Recast everything from the first line of the rows down to and including the line that contains "[1,0,121,136]" as a JSON list of strings, with one string per line and any blank lines omitted.
** begin **
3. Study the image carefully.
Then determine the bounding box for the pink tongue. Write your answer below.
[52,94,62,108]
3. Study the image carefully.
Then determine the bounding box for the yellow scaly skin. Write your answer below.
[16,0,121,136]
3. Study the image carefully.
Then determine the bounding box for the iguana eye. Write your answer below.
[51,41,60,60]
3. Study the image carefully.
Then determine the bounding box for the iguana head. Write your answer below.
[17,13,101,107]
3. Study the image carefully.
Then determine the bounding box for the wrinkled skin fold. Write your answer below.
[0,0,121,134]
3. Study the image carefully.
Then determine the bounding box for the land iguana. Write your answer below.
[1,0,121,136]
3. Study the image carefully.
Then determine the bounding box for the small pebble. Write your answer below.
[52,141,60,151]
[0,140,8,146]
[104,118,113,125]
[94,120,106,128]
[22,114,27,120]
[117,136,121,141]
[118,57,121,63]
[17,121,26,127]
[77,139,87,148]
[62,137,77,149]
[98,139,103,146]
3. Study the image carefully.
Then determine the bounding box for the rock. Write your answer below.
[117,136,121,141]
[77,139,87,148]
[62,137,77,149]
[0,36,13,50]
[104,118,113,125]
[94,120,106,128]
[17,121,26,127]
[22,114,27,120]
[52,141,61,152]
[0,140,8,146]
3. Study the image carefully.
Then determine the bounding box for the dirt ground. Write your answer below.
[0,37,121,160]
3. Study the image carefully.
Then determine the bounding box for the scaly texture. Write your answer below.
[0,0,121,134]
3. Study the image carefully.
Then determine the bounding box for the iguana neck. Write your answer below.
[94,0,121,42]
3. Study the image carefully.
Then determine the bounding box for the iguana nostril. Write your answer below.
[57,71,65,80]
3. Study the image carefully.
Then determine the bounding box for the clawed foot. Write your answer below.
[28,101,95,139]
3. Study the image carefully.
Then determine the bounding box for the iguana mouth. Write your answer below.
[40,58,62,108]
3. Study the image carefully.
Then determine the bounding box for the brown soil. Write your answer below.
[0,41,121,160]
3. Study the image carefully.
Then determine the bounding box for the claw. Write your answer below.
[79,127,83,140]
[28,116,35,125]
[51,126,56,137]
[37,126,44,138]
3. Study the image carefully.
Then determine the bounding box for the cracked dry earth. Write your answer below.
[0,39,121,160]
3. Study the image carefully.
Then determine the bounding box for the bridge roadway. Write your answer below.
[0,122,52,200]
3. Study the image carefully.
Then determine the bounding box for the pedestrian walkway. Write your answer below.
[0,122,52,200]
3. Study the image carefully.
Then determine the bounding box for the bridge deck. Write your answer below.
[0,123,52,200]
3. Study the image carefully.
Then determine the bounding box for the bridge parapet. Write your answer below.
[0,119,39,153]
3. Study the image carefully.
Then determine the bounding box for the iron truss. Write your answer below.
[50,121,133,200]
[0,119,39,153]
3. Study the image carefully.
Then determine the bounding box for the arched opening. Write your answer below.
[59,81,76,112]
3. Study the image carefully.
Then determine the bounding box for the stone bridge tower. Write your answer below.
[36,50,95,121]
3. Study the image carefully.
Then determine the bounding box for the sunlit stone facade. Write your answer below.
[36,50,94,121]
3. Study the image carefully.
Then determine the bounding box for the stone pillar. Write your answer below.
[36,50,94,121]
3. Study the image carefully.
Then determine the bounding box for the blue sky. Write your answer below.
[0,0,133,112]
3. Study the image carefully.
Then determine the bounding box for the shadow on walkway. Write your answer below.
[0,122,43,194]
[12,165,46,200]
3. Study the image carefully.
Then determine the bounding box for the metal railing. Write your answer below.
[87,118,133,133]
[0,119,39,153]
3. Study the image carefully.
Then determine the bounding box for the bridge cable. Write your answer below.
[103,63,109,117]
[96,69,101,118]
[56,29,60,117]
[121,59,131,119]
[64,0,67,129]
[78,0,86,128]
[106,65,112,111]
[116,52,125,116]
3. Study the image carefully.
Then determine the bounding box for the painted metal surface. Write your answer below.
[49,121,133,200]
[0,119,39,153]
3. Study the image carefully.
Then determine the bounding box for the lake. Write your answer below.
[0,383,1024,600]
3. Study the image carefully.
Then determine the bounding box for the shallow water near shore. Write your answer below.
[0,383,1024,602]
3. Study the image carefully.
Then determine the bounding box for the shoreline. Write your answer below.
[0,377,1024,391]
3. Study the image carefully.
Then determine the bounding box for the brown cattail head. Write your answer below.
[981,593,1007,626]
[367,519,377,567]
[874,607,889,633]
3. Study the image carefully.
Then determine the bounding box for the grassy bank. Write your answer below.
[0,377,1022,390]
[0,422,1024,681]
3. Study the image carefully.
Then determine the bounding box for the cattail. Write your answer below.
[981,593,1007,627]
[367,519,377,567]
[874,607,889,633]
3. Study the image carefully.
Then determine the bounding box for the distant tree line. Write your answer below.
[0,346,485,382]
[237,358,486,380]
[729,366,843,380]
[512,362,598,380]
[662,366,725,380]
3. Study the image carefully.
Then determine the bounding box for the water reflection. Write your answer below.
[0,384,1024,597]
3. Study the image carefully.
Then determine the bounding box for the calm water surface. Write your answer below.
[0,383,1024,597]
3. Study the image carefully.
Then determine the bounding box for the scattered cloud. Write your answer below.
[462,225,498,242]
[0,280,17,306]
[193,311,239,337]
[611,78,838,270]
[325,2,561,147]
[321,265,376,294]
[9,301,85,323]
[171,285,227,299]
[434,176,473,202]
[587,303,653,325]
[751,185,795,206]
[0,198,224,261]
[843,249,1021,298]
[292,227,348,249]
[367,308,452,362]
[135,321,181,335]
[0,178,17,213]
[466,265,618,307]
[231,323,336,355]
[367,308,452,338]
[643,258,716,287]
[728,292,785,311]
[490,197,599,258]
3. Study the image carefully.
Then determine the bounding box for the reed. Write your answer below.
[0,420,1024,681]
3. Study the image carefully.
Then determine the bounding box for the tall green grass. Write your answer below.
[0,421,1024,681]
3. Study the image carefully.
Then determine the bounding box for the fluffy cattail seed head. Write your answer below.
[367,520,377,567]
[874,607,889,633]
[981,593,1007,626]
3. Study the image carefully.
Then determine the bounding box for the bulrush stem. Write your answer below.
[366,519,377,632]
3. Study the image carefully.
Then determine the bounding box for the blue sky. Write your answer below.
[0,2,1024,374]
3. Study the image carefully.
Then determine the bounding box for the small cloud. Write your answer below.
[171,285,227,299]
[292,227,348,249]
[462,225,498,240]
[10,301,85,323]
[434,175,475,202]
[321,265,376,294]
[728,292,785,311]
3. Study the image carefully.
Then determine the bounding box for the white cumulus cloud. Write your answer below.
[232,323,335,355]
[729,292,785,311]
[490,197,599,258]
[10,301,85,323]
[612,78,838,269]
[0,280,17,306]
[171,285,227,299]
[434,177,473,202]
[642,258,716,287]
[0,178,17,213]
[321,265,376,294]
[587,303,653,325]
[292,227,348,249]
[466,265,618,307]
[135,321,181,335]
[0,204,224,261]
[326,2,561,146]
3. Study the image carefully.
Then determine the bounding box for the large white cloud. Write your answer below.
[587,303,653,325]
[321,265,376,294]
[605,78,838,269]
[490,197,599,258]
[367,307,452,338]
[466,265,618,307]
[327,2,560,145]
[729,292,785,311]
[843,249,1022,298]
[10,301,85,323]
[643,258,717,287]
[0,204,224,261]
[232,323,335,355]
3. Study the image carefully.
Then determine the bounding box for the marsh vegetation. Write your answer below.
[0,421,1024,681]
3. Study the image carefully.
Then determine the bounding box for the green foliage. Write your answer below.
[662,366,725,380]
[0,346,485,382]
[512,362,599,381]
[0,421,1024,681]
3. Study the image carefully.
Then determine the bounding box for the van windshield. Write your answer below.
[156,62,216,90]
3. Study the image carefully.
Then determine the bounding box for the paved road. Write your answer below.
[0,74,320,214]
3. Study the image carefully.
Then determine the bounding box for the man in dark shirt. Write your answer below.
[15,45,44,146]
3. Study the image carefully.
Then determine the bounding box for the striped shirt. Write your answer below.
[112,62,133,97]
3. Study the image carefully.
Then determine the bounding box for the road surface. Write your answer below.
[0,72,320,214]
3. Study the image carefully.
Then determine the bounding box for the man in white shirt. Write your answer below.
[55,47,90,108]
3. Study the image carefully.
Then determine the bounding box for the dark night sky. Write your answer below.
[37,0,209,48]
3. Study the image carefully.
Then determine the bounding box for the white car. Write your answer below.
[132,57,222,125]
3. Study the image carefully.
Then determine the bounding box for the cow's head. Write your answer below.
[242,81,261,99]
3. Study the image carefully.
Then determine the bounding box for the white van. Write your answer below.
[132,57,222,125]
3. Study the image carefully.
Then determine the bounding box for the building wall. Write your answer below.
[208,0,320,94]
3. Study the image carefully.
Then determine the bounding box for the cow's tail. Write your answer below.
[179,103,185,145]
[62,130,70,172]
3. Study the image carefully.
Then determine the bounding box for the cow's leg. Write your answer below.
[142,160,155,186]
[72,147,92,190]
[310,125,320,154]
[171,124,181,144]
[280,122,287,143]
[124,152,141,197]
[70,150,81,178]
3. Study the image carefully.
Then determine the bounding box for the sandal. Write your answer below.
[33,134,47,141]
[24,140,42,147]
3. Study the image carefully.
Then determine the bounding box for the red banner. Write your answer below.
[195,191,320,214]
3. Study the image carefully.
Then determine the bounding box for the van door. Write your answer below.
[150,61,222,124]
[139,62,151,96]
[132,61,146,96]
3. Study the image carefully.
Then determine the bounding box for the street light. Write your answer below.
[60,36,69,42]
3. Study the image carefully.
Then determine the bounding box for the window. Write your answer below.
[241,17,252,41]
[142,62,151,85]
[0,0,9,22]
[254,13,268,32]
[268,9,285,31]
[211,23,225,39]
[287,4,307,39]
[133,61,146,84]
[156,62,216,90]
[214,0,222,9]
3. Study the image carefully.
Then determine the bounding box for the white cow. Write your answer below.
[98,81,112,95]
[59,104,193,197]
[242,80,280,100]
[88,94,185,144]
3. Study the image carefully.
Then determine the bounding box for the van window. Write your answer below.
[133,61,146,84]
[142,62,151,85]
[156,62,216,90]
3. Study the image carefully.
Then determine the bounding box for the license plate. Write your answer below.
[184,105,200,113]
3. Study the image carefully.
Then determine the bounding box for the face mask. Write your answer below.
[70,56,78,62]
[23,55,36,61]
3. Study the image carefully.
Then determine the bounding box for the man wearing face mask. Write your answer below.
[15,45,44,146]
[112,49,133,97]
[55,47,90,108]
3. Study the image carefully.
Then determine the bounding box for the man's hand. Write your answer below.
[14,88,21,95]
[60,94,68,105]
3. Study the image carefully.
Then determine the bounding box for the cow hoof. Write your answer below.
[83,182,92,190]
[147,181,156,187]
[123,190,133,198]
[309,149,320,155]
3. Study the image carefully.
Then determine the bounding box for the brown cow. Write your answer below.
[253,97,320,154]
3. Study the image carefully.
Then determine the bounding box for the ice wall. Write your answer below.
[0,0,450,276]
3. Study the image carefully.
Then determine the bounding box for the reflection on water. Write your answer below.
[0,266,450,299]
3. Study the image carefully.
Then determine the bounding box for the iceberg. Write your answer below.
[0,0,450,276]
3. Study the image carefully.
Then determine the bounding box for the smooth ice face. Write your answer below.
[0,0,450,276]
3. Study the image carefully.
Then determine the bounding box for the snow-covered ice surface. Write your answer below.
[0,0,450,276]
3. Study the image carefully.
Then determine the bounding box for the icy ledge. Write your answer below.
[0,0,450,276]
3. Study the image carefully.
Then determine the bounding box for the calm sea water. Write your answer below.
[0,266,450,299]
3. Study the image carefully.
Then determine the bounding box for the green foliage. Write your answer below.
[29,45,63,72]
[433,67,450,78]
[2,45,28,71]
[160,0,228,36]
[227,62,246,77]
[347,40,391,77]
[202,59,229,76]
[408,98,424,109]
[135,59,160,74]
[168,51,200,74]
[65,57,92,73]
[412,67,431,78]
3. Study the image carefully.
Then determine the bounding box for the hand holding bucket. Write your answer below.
** end **
_Result for this task_
[
  "3. Study the image carefully.",
  "Then determine the bounding box for the pink tongue. Write your answer below.",
  "[52,94,62,108]",
  "3. Study the image carefully.",
  "Then determine the bounding box for the yellow scaly skin. Write your answer below.",
  "[16,0,121,136]",
  "3. Study the image carefully.",
  "Then determine the bounding box for the iguana eye. Write your answer below.",
  "[51,41,60,60]",
  "3. Study the image carefully.",
  "Then determine the bounding box for the iguana head. Write your answer below.",
  "[17,13,101,107]",
  "3. Study the image carefully.",
  "Then determine the bounding box for the wrinkled skin fold. Write your answer below.",
  "[0,0,121,134]",
  "3. Study the image carefully.",
  "Then determine the bounding box for the land iguana. Write your answer below.",
  "[1,0,121,136]"
]